## PROBLEMS AND TASKS
1. Answer these from the passage on the Greater Greensburg Sewage Authority:
(a) In what year was the sewage authority barred from creating new connections?
(b) How much state money did residents say had been allocated for a new storm sewer?
(c) Which state lawmaker did residents say gave them that assurance?
2. Pick up the passage on the Greater Greensburg Sewage Authority after its last sentence and continue it.

## PAGE EXTRACT
════════════════════

In 1985, the Pennsylvania Department of Environmental Protection (then the Pennsylvania Department of Environmental Resources) prohibited the Greater Greensburg Sewage Authority from creating any new connections to the communities it serviced. Newspapers reported that the prohibition resulted from the failure of GGSA to make sufficient progress correcting system problems, its failure to submit proper annual management reports and to enlarge the treatment plant," which was "operating at capacity" at that point.

In April 1986, residents of Greensburg increased pressure on executives of the sewage authority to fix flooding problems they were having in their basements due to a small stream which overflowed its banks repeatedly. Residents, who said they had been assured by Pennsylvania House of Representatives member Amos Hutchinson that $350,000 had been allocated from the state for use by the Greater Greensburg Sewage Authority to create a new storm sewer, were angry at city officials who claimed that the state had not yet provided the money for the construction. Residents pointed out that sewage authority personnel could at least attempt to alleviate their flooding problems by cleaning the creek of debris while waiting for the state to follow through with the promised storm sewer funding. A year later, representatives from the sewage authority participated in a town hall session sponsored by state environmental regulatory agencies for municipal authorities and water agencies to facilitate discussion regarding infrastructure needs across the Commonwealth of Pennsylvania and about the problems caused by unfunded state and federal infrastructure upgrade mandates for city and county governments.

════════════════════

## DATA EXTRACTS

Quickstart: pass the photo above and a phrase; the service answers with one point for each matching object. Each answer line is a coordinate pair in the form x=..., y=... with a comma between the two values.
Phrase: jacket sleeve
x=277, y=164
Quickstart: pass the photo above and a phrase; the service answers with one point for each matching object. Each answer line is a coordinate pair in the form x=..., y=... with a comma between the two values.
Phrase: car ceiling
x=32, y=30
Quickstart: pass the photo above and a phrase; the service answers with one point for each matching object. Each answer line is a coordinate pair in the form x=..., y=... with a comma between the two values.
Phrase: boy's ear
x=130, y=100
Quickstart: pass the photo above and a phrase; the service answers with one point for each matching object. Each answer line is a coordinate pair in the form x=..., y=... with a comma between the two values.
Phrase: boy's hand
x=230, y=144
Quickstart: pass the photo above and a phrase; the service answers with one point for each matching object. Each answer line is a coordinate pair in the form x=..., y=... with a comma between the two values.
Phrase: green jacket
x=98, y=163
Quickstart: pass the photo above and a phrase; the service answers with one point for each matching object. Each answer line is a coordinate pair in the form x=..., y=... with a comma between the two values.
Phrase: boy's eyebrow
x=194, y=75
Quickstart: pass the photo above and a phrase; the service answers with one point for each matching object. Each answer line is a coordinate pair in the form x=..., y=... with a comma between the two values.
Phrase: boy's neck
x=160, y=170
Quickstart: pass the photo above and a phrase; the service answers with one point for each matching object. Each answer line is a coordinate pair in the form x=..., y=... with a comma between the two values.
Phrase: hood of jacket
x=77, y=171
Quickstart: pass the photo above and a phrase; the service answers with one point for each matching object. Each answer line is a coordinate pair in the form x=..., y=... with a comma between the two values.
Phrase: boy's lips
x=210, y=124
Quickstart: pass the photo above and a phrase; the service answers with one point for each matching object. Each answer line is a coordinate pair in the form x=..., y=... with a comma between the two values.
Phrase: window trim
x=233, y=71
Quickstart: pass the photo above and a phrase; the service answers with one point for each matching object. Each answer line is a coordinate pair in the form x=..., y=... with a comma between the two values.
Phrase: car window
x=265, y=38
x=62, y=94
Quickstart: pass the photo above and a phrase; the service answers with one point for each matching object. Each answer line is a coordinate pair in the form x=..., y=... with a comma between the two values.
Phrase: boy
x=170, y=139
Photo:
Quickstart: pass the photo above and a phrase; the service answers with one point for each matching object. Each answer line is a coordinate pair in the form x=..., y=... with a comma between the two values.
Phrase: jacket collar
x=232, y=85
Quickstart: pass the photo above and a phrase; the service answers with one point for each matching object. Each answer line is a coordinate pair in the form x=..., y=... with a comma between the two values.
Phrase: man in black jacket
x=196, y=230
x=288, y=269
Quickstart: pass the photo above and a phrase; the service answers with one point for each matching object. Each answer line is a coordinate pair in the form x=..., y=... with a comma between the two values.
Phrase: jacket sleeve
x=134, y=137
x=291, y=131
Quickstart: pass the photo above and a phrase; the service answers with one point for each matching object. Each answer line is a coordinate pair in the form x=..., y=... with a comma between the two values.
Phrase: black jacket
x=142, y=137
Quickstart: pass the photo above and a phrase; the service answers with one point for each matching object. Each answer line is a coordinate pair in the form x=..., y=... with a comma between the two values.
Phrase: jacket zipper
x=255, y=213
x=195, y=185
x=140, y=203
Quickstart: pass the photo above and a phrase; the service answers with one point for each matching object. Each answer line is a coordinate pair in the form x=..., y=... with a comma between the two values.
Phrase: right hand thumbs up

════════════════════

## OUTPUTS IN ORDER
1.
(a) 1985
(b) $350,000
(c) Amos Hutchinson, a member of the Pennsylvania House of Representatives

2.
In 1988, a rate increase of one hundred percent took effect on October 1 for 8,400 customers of the Greater Greensburg Sewage Authority, an increase which doubled the cost of residents' average sewer bills from $34.09 to $68.18 per quarter. The increase was expected to cover the costs of ten-and-a-half-million dollars in sewer line upgrades and sewage treatment plant improvements to bring the plant into compliance with federal regulations. The rate increase followed a previous year's increase that raised rates from sixty to eighty percent of water consumption to repair existing sewer lines and pay for new equipment. A year later, in November 1989, Greensburg city council tabled a proposed ordinance to extend the Greater Greensburg Sewage Authority's term to the year 2025 in order for council members to have time to investigate consumer complaints about water rates and determine if the authority's term, which was slated to expire in 1990, could be renewed for a shorter period.

Although executives of the Greater Greensburg Sewer Authority applied for an $8,000,000 grant from the United States government in February 1988 to enable upgrading of the authority's sewer treatment plant to bring it into compliance with new ammonia nitrogen pollution limits that were scheduled to take effect under the Clean Water Act of the United States on July 1 of that year, treatment plant operators were ultimately unable to meet those tighter restrictions. As a result, the sewer authority was fined $160,000 by the federal government in May 1991, and continued to face additional fines if its sewage treatment plant was not brought into compliance before the end of that year, even though it had already begun construction of a new plant, which was slated to be completed by December 15, 1991.